# Your objective
Return each line of the data below that contains the string "basin", copied in full and in its original order. Treat the match as case-sensitive.

# Entries provided

□ □ □ □

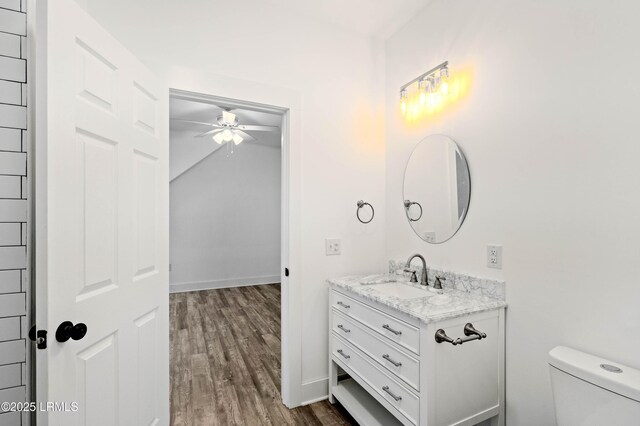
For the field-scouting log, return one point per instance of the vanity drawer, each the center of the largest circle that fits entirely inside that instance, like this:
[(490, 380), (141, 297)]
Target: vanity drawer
[(395, 361), (397, 395), (394, 329)]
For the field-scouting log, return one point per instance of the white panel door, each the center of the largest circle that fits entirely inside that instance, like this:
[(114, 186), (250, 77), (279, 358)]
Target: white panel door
[(101, 224)]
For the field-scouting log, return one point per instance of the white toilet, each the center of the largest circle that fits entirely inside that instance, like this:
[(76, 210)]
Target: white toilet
[(591, 391)]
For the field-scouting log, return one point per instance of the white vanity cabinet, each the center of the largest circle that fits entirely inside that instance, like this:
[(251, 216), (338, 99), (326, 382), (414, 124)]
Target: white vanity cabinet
[(400, 375)]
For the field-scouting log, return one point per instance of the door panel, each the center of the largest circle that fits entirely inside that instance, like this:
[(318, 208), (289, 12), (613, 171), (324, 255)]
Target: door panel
[(102, 255)]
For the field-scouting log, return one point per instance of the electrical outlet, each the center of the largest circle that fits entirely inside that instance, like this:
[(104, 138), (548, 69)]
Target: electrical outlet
[(494, 256), (333, 246)]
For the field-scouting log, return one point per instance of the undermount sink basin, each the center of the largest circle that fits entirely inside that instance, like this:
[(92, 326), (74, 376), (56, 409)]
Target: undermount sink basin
[(402, 291)]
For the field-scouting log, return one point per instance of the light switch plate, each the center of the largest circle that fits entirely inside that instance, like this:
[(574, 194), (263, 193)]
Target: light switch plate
[(333, 246), (494, 256)]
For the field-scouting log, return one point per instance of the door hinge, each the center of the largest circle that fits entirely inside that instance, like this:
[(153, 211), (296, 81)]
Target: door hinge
[(39, 336)]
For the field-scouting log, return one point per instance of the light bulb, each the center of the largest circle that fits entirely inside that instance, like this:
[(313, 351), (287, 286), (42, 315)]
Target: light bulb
[(444, 79), (444, 88), (218, 138), (404, 96)]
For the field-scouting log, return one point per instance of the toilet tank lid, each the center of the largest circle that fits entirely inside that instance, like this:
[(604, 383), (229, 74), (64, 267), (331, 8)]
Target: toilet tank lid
[(588, 368)]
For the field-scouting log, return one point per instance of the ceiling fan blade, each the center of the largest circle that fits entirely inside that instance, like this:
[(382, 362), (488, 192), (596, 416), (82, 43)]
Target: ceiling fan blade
[(246, 136), (197, 122), (256, 128), (210, 132)]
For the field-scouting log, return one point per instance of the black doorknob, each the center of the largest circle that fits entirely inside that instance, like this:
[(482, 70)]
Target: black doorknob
[(67, 331)]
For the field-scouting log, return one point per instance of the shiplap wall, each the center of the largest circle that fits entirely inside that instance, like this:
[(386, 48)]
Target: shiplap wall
[(13, 208)]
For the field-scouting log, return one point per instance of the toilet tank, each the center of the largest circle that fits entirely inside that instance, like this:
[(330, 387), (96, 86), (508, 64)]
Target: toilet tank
[(592, 391)]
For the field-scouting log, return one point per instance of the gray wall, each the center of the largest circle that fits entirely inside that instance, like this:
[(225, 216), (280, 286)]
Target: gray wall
[(225, 220), (13, 207)]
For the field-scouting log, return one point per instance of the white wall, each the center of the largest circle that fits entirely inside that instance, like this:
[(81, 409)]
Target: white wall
[(15, 358), (337, 77), (549, 128), (225, 220)]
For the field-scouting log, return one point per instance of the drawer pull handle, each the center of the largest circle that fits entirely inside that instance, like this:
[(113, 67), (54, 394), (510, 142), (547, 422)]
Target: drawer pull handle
[(396, 332), (343, 354), (388, 358), (394, 396)]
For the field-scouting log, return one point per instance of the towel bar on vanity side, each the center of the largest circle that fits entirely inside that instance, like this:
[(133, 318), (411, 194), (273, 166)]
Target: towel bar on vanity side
[(469, 331)]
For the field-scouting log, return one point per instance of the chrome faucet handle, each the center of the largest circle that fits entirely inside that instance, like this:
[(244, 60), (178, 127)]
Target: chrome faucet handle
[(437, 284), (414, 277)]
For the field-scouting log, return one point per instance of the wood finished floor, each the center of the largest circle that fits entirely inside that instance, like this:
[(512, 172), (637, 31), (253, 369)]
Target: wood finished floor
[(225, 361)]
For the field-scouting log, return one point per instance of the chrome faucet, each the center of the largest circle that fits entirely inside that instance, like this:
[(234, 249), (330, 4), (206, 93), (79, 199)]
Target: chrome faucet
[(423, 275)]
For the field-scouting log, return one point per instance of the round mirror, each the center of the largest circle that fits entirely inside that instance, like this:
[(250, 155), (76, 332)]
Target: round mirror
[(437, 189)]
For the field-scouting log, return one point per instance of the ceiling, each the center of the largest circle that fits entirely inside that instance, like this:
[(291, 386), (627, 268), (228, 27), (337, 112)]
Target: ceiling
[(198, 111), (373, 18)]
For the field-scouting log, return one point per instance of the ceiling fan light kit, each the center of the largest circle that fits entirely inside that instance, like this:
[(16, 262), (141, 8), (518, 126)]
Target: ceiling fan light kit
[(226, 129)]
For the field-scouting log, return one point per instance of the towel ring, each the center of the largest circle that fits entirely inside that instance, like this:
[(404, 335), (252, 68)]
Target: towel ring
[(361, 204), (407, 206)]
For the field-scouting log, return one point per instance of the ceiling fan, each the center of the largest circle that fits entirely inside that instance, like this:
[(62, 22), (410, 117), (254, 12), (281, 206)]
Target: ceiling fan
[(227, 129)]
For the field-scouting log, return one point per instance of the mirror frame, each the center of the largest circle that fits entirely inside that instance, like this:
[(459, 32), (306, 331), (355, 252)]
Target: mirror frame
[(466, 164)]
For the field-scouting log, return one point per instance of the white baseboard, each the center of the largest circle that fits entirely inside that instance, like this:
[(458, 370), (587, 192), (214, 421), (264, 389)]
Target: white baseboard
[(216, 284), (314, 391)]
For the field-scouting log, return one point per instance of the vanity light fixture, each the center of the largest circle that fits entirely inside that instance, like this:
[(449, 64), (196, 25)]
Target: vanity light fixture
[(432, 86)]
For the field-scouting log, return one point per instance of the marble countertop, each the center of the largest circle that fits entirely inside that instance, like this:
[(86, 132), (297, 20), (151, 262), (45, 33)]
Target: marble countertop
[(436, 305)]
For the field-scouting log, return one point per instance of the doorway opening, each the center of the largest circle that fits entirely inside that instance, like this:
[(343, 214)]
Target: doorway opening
[(228, 247)]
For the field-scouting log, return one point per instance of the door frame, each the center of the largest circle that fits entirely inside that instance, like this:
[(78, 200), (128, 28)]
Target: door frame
[(291, 334)]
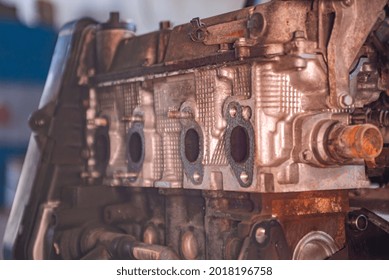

□ □ □ □

# Worked solution
For the field-scouting log, return one point per instance of the undermount sink basin, each the center of the largest circle that fits entirely inside that instance, like this:
Target: undermount sink basin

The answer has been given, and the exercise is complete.